_Dataset entries:_
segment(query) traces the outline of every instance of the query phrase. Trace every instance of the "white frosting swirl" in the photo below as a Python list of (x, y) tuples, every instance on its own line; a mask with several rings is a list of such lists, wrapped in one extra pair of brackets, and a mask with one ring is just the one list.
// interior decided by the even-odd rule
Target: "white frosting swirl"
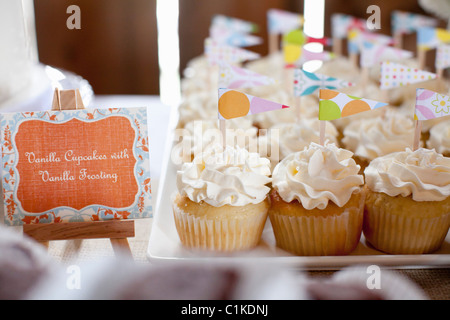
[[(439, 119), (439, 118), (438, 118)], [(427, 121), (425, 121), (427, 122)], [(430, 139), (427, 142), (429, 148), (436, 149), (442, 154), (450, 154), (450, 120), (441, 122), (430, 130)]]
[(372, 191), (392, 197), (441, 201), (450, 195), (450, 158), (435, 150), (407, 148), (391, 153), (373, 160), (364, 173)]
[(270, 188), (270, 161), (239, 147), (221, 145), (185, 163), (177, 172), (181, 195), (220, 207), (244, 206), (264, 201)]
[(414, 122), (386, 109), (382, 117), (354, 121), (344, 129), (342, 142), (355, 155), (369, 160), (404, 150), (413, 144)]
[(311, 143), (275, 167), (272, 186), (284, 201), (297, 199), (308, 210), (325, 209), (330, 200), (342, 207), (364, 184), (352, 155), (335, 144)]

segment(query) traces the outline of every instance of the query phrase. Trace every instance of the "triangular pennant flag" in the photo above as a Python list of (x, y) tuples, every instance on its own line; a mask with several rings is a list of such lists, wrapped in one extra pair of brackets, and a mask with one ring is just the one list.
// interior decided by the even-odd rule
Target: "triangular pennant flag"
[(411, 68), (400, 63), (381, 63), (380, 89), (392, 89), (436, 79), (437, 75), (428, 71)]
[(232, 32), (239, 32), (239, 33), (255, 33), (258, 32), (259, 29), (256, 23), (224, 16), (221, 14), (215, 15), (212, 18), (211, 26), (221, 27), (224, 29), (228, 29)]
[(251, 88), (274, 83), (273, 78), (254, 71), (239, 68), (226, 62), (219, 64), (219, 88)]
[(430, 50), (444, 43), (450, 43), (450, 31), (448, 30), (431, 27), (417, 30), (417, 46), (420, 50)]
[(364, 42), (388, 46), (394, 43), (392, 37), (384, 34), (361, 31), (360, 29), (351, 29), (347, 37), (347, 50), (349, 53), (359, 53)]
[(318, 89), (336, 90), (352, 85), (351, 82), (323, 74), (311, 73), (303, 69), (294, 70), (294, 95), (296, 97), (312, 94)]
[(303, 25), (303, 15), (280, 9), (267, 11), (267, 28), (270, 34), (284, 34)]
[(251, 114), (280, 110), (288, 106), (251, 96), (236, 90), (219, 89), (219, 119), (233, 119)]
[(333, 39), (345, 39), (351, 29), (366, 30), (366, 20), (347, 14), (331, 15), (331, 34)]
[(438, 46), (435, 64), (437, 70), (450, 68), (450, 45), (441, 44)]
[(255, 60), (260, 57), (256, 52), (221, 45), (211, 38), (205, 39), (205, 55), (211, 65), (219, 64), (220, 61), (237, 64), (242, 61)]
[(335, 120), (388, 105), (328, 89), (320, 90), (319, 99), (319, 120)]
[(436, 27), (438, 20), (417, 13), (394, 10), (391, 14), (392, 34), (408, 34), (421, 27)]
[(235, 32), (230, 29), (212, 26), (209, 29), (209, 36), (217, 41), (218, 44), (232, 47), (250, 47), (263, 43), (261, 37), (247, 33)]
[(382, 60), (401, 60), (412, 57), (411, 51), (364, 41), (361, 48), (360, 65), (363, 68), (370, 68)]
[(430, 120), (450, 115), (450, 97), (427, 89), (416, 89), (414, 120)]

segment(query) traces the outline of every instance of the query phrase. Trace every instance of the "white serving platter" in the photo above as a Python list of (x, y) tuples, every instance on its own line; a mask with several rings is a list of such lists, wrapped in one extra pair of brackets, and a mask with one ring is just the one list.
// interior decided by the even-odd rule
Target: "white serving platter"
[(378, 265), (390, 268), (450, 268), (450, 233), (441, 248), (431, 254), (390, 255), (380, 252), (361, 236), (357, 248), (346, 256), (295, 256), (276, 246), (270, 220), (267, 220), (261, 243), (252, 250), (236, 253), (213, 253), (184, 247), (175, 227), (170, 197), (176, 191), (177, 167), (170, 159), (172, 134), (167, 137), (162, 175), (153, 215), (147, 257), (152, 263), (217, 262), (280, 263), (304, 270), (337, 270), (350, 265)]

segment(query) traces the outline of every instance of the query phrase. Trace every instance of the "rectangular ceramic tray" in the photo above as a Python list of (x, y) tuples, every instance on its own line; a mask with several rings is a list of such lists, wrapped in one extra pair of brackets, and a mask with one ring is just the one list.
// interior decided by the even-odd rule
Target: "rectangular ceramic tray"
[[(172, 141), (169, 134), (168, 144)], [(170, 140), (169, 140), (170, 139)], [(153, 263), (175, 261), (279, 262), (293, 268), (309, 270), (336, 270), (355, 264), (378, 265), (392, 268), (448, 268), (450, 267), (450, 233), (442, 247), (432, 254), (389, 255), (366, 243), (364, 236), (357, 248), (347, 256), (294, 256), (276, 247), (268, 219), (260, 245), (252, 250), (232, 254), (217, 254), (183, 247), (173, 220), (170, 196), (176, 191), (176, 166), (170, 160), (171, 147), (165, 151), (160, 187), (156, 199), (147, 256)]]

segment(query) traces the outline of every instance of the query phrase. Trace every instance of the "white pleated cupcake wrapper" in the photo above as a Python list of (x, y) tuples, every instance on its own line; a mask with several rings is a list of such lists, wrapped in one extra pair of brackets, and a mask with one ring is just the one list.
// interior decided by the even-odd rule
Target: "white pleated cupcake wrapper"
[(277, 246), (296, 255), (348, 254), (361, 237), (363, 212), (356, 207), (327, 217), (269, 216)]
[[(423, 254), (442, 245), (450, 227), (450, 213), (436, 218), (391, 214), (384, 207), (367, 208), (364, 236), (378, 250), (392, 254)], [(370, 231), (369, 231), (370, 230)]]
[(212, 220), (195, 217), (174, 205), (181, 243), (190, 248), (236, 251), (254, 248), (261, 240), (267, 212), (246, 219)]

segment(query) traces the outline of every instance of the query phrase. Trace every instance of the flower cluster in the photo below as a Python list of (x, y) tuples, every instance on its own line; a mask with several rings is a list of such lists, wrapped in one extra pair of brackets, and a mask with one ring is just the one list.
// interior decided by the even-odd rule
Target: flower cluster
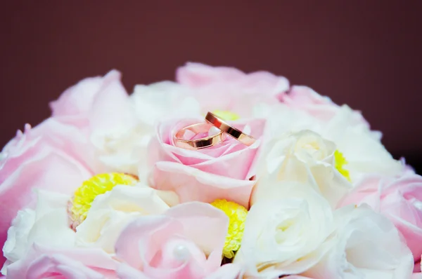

_REQUIRED WORK:_ Copy all of the material above verbatim, line for line, leaving out the pictures.

_EXERCISE OUTPUT:_
segment(query) traces the outline of every instance of the query phrase. Trace every instance of the "white frosting swirl" in the photo below as a Python list of (x, y) tuples, every instance on its own line; a mask with several rings is a list of such lists, wrapped in one extra pair of brackets, and a mask with one ring is just the one list.
// interior decided by the even-odd rule
Target: "white frosting swirl"
[[(439, 119), (439, 118), (438, 118)], [(427, 121), (425, 121), (427, 122)], [(430, 139), (427, 142), (429, 148), (436, 149), (442, 154), (450, 154), (450, 120), (441, 122), (430, 130)]]
[(372, 191), (392, 197), (441, 201), (450, 195), (450, 158), (435, 150), (407, 148), (391, 153), (373, 160), (364, 173)]
[(270, 188), (270, 161), (239, 147), (221, 145), (185, 163), (177, 172), (181, 195), (220, 207), (244, 206), (264, 201)]
[(414, 122), (386, 109), (382, 117), (354, 121), (344, 129), (342, 142), (355, 155), (369, 160), (404, 150), (413, 144)]
[(311, 143), (275, 167), (272, 186), (284, 201), (297, 199), (308, 210), (325, 209), (330, 200), (342, 207), (364, 184), (352, 155), (335, 144)]

segment(query) traces the outline of every instance of the query phrase. Trace every instance of the "triangular pennant flag" in the photo above as a Python list of (x, y) tuples, every instance on its own line; a mask with several rings is a list of such lists, wrapped in one extra pair of brackets, and a mask with one ring is just the one list.
// interior decided by the even-odd rule
Target: "triangular pennant flag"
[(411, 68), (400, 63), (381, 63), (380, 89), (392, 89), (436, 79), (437, 75), (428, 71)]
[(232, 32), (239, 32), (239, 33), (255, 33), (258, 32), (259, 29), (256, 23), (224, 16), (221, 14), (215, 15), (212, 18), (211, 26), (221, 27), (224, 29), (228, 29)]
[(251, 88), (274, 83), (273, 78), (254, 71), (239, 68), (226, 62), (219, 64), (219, 88)]
[(430, 50), (444, 43), (450, 43), (450, 31), (448, 30), (431, 27), (417, 30), (417, 46), (420, 50)]
[(364, 42), (388, 46), (394, 43), (392, 37), (384, 34), (361, 31), (360, 29), (351, 29), (347, 37), (347, 50), (349, 53), (359, 53)]
[(318, 89), (336, 90), (352, 85), (351, 82), (323, 74), (311, 73), (303, 69), (294, 70), (294, 95), (296, 97), (312, 94)]
[(303, 25), (303, 15), (280, 9), (267, 11), (267, 28), (270, 34), (284, 34)]
[(251, 114), (280, 110), (288, 106), (251, 96), (236, 90), (219, 89), (219, 119), (233, 119)]
[(333, 39), (345, 39), (351, 29), (366, 30), (366, 20), (347, 14), (331, 15), (331, 34)]
[(438, 46), (435, 64), (437, 70), (450, 68), (450, 45), (441, 44)]
[(255, 60), (260, 57), (256, 52), (221, 45), (211, 38), (205, 39), (205, 55), (211, 65), (219, 64), (220, 61), (237, 64), (242, 61)]
[(335, 120), (388, 105), (328, 89), (320, 90), (319, 99), (319, 120)]
[(436, 27), (438, 20), (417, 13), (394, 10), (391, 14), (392, 34), (408, 34), (421, 27)]
[(235, 32), (230, 29), (212, 26), (209, 29), (209, 36), (217, 41), (218, 44), (232, 47), (250, 47), (263, 43), (261, 37), (247, 33)]
[(382, 60), (401, 60), (412, 57), (411, 51), (364, 41), (361, 48), (360, 65), (363, 68), (370, 68)]
[(430, 120), (450, 115), (450, 97), (427, 89), (416, 89), (414, 120)]

segment(query) traces the outline of every instance of the query phrase. Trace every instance of the "white serving platter" in the photo above as a Python list of (x, y) tuples, every instance on its own line; a mask with several rings is a list of such lists, wrapped in one extra pair of brackets, and a mask with one ring is just the one list.
// interior decided by the even-odd rule
Target: "white serving platter"
[(378, 265), (390, 268), (450, 268), (450, 233), (441, 248), (431, 254), (390, 255), (380, 252), (361, 236), (357, 248), (346, 256), (295, 256), (276, 246), (270, 220), (267, 220), (261, 243), (252, 250), (236, 253), (213, 253), (184, 247), (175, 227), (170, 197), (176, 191), (177, 167), (170, 159), (172, 134), (167, 137), (162, 175), (153, 215), (147, 257), (152, 263), (217, 262), (280, 263), (304, 270), (337, 270), (350, 265)]

segment(query) traces the outline of every instance of the query phrase. Trace every instance of the "rectangular ceramic tray" in the photo above as a Python list of (x, y) tuples, every instance on its own line; a mask with several rings is a list of such lists, wrapped in one extra pair of brackets, and a mask with one ring is just the one list.
// interior decided by the even-odd rule
Target: "rectangular ceramic tray"
[[(172, 141), (169, 134), (168, 144)], [(170, 140), (169, 140), (170, 139)], [(153, 263), (175, 261), (279, 262), (293, 268), (309, 270), (336, 270), (355, 264), (378, 265), (392, 268), (448, 268), (450, 267), (450, 233), (442, 247), (432, 254), (389, 255), (366, 243), (364, 236), (357, 248), (347, 256), (294, 256), (276, 247), (268, 219), (260, 245), (252, 250), (232, 254), (217, 254), (183, 247), (173, 220), (170, 196), (176, 191), (176, 166), (170, 160), (171, 147), (165, 151), (160, 187), (156, 199), (147, 256)]]

segment(query) traces the outline of every instance of the query phrase. Trace every instance of the "white pleated cupcake wrapper" in the photo above as a Python list of (x, y) tuples, every instance on its own line; a mask with several rings is a list of such lists, wrapped in one extra pair of brackets, and a mask with one ring is just the one list.
// interior decided by the even-odd rule
Target: "white pleated cupcake wrapper"
[(277, 246), (296, 255), (348, 254), (361, 237), (363, 212), (356, 207), (327, 217), (269, 216)]
[[(423, 254), (442, 245), (450, 227), (450, 213), (436, 218), (391, 214), (384, 207), (367, 208), (364, 236), (378, 250), (392, 254)], [(370, 231), (369, 231), (370, 230)]]
[(212, 220), (195, 217), (174, 205), (181, 243), (190, 248), (236, 251), (254, 248), (261, 240), (267, 212), (246, 219)]

segment(query) traces the outline of every instance of the query phrase. Trace every instance of the flower cluster in the photo below as a Python list of (x, y) tuples, every instance on its own line; a mask with several rings is a list of such lists, wrapped in one extra pair of brackets, and a mask with one ring is just the one list.
// interior decided by the even-odd rule
Target: flower cluster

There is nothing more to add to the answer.